▶ Exercise: Once the line with "x=284, y=36" is found in the entries below, repeat it and each following line exactly, up to and including the line with "x=187, y=374". Add no other lines.

▶ Provided information:
----

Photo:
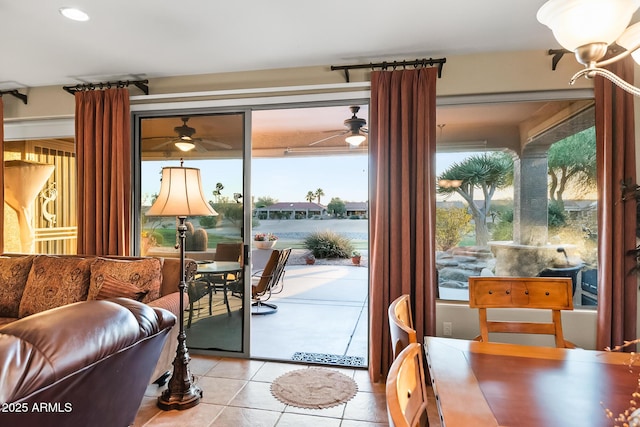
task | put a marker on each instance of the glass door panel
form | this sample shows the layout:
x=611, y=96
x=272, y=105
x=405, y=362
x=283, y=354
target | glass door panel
x=213, y=143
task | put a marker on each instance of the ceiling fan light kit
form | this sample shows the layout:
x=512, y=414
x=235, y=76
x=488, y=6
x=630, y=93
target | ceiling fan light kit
x=589, y=27
x=354, y=124
x=355, y=139
x=184, y=145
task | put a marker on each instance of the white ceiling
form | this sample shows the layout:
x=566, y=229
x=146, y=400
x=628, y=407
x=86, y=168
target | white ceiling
x=127, y=39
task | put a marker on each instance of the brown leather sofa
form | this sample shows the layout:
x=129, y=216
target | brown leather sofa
x=82, y=364
x=168, y=299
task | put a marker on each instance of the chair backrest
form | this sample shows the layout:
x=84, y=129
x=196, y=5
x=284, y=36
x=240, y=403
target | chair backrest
x=266, y=275
x=229, y=252
x=406, y=389
x=551, y=293
x=401, y=324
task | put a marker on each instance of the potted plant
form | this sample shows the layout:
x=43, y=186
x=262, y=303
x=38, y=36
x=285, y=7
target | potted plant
x=265, y=240
x=310, y=259
x=355, y=257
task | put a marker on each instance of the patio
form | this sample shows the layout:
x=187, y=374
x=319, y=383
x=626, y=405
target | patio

----

▶ Task answer:
x=284, y=36
x=240, y=403
target | chair backrest
x=266, y=275
x=229, y=252
x=406, y=389
x=551, y=293
x=401, y=324
task | put a marker on each instance of the potted plant
form | this sample shows the layout:
x=43, y=186
x=262, y=303
x=38, y=36
x=285, y=7
target | potted plant
x=265, y=240
x=310, y=259
x=355, y=257
task | put a marker on each instance of the patio
form | this sample shows the layout:
x=187, y=374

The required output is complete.